YOUR GOAL
Every record must be copied exactly. Leave nothing out.

[Data excerpts]
┄┄┄┄┄┄┄┄┄┄┄┄┄┄┄┄┄┄┄┄

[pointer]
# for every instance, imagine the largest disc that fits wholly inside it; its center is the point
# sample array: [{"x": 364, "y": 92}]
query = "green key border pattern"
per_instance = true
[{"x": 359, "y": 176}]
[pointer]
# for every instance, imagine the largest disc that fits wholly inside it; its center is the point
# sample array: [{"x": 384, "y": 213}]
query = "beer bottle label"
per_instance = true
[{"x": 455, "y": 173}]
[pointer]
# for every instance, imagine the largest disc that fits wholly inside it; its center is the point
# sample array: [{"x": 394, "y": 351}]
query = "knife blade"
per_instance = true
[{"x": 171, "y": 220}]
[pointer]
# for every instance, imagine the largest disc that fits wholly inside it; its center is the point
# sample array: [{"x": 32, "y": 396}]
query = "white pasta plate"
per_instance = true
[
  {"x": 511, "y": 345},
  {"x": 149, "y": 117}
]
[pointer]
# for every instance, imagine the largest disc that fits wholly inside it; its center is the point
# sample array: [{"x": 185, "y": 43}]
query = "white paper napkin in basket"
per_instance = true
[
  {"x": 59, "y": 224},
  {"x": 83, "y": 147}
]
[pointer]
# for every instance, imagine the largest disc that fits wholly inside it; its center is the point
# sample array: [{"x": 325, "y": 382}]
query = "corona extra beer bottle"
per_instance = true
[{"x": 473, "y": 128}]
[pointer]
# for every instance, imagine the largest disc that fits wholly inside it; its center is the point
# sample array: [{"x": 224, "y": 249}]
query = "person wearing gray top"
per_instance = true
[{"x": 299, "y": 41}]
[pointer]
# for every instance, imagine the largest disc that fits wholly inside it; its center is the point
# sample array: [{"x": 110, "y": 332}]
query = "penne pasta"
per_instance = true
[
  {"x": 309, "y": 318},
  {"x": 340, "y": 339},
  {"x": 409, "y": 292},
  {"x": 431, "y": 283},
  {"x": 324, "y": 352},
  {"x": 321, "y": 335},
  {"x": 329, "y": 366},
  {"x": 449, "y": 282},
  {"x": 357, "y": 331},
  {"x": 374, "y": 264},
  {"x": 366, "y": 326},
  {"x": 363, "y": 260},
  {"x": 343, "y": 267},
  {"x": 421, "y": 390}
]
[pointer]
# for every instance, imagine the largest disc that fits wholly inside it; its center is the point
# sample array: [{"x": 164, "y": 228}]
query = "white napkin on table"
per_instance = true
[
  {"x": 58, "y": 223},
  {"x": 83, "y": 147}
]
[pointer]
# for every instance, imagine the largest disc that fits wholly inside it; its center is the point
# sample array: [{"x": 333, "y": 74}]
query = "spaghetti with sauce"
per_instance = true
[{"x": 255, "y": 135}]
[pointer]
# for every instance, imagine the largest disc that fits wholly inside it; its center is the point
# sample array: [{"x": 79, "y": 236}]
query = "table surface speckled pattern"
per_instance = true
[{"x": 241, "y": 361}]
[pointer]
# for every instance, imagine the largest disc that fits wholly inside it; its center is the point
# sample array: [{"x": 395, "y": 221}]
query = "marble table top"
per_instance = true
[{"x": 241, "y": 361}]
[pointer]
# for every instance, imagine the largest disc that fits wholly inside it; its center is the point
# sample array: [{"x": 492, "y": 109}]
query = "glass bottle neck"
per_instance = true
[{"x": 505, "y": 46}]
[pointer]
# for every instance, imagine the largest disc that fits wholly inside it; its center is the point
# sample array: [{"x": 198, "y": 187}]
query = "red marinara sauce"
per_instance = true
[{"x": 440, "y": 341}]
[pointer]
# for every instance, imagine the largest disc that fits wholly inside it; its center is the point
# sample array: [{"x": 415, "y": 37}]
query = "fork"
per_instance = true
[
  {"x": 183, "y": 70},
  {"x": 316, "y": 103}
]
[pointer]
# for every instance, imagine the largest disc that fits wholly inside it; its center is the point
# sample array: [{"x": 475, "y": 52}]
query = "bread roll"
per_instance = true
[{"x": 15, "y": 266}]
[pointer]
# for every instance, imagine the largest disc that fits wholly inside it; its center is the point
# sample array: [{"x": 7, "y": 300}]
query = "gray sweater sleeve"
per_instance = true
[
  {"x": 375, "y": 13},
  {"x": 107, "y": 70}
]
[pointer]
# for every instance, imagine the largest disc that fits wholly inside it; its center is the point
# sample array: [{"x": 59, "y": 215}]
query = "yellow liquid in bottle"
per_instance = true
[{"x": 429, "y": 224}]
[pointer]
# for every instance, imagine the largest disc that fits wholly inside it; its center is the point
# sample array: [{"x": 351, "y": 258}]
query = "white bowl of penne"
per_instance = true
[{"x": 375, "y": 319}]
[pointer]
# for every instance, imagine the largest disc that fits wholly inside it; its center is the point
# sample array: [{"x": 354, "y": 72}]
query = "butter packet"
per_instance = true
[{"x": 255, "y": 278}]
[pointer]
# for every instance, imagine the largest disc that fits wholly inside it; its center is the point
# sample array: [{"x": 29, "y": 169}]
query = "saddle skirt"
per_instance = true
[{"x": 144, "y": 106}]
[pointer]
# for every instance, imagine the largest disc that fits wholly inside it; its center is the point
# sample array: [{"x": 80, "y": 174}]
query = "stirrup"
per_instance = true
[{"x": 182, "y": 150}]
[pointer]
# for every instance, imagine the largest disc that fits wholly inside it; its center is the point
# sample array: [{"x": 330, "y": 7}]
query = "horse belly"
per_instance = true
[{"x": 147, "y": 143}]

┄┄┄┄┄┄┄┄┄┄┄┄┄┄┄┄┄┄┄┄

ANSWER AREA
[pointer]
# for every instance, imagine the largest disc that fits wholly inside it; its center is the point
# sample array: [{"x": 364, "y": 92}]
query = "green key border pattern"
per_instance = true
[{"x": 359, "y": 176}]
[pointer]
# for every instance, imagine the largest disc that fits wholly inside it; its center is the point
# sample array: [{"x": 384, "y": 213}]
query = "beer bottle label"
per_instance = true
[{"x": 455, "y": 173}]
[pointer]
# for every instance, imagine the largest disc that fits wholly inside it; its center is the point
# sample array: [{"x": 394, "y": 351}]
query = "knife blade"
per_instance = true
[{"x": 171, "y": 220}]
[pointer]
# for every instance, imagine the largest disc that fits wholly inside it; its center is the point
# sample array: [{"x": 32, "y": 396}]
query = "white pasta plate"
per_instance = true
[
  {"x": 511, "y": 345},
  {"x": 149, "y": 117}
]
[pointer]
# for every instance, imagine the largest disc that fits wholly inside it; its center is the point
# sample array: [{"x": 185, "y": 43}]
query = "white paper napkin in basket"
per_instance = true
[
  {"x": 59, "y": 224},
  {"x": 83, "y": 147}
]
[pointer]
# for every instance, imagine the largest disc that fits wholly inside it; its center is the point
# sample array: [{"x": 325, "y": 382}]
query = "corona extra beer bottle"
per_instance = true
[{"x": 473, "y": 128}]
[pointer]
# for every instance, imagine the largest disc that fits wholly inside it; its center is the point
# sample array: [{"x": 224, "y": 249}]
query = "person wearing gray top"
per_instance = true
[{"x": 299, "y": 41}]
[pointer]
# for every instance, imagine the largest disc that fits wholly inside it; its center is the point
# sample array: [{"x": 110, "y": 332}]
query = "penne pasta"
per_instance = true
[
  {"x": 309, "y": 318},
  {"x": 340, "y": 339},
  {"x": 409, "y": 292},
  {"x": 431, "y": 283},
  {"x": 324, "y": 352},
  {"x": 321, "y": 335},
  {"x": 329, "y": 366},
  {"x": 449, "y": 282},
  {"x": 357, "y": 331},
  {"x": 374, "y": 264},
  {"x": 366, "y": 326},
  {"x": 363, "y": 260},
  {"x": 343, "y": 267},
  {"x": 421, "y": 390}
]
[pointer]
# for every instance, imagine the largest disc that fits wholly inside it; its center is the point
# sample array: [{"x": 164, "y": 228}]
query = "white napkin on table"
per_instance = true
[
  {"x": 58, "y": 223},
  {"x": 83, "y": 147}
]
[pointer]
# for every instance, imagine the largest disc that fits wholly inside it; its center is the point
# sample array: [{"x": 333, "y": 74}]
query = "spaghetti with sauce"
per_instance = true
[{"x": 255, "y": 135}]
[pointer]
# for every instance, imagine the largest disc that fits wholly inside it; its center is the point
# sample array: [{"x": 79, "y": 236}]
query = "table surface speckled pattern"
per_instance = true
[{"x": 241, "y": 361}]
[pointer]
# for every instance, imagine the largest disc that fits wholly inside it; its center is the point
# sample array: [{"x": 395, "y": 221}]
query = "marble table top"
per_instance = true
[{"x": 241, "y": 361}]
[pointer]
# for every instance, imagine the largest disc that fits wholly inside it; its center is the point
# sample array: [{"x": 492, "y": 109}]
query = "glass bottle neck"
per_instance = true
[{"x": 505, "y": 46}]
[pointer]
# for every instance, imagine the largest disc that fits wholly inside it; its center is the point
# sample array: [{"x": 198, "y": 187}]
query = "red marinara sauce"
per_instance = true
[{"x": 440, "y": 341}]
[pointer]
# for every instance, imagine the largest disc that fits wholly inside it; its center is the point
# sample array: [{"x": 415, "y": 37}]
query = "fork"
per_instance = true
[
  {"x": 183, "y": 70},
  {"x": 316, "y": 103}
]
[pointer]
# for every instance, imagine the largest disc that fits wholly inside it; its center is the point
# sample array: [{"x": 475, "y": 52}]
query = "bread roll"
per_instance = true
[{"x": 15, "y": 266}]
[pointer]
# for every instance, imagine the largest disc that fits wholly inside it; its center is the point
# sample array: [{"x": 7, "y": 300}]
query = "gray sweater sleeve"
per_instance = true
[
  {"x": 375, "y": 13},
  {"x": 107, "y": 70}
]
[pointer]
# for every instance, imagine the largest disc that fits wholly inside it; its center is the point
# sample array: [{"x": 59, "y": 215}]
query = "yellow liquid in bottle"
per_instance = true
[{"x": 429, "y": 224}]
[pointer]
# for every instance, imagine the largest disc that fits wholly inside it; its center is the point
# sample array: [{"x": 351, "y": 258}]
query = "white bowl of penne"
per_instance = true
[{"x": 375, "y": 319}]
[pointer]
# for every instance, imagine the largest disc that fits wholly inside it; its center is the point
# sample array: [{"x": 354, "y": 72}]
query = "butter packet"
per_instance = true
[{"x": 255, "y": 278}]
[pointer]
# for every instance, imagine the largest disc that fits wholly inside it; its center is the point
# sample array: [{"x": 29, "y": 169}]
query = "saddle skirt"
per_instance = true
[{"x": 144, "y": 106}]
[pointer]
# for every instance, imagine the largest disc that fits wholly inside it; its center is the point
# sample array: [{"x": 80, "y": 174}]
query = "stirrup"
per_instance = true
[{"x": 182, "y": 150}]
[pointer]
# for every instance, imagine the largest disc that fits wholly inside it; its center is the point
# sample array: [{"x": 330, "y": 7}]
query = "horse belly"
per_instance = true
[{"x": 147, "y": 143}]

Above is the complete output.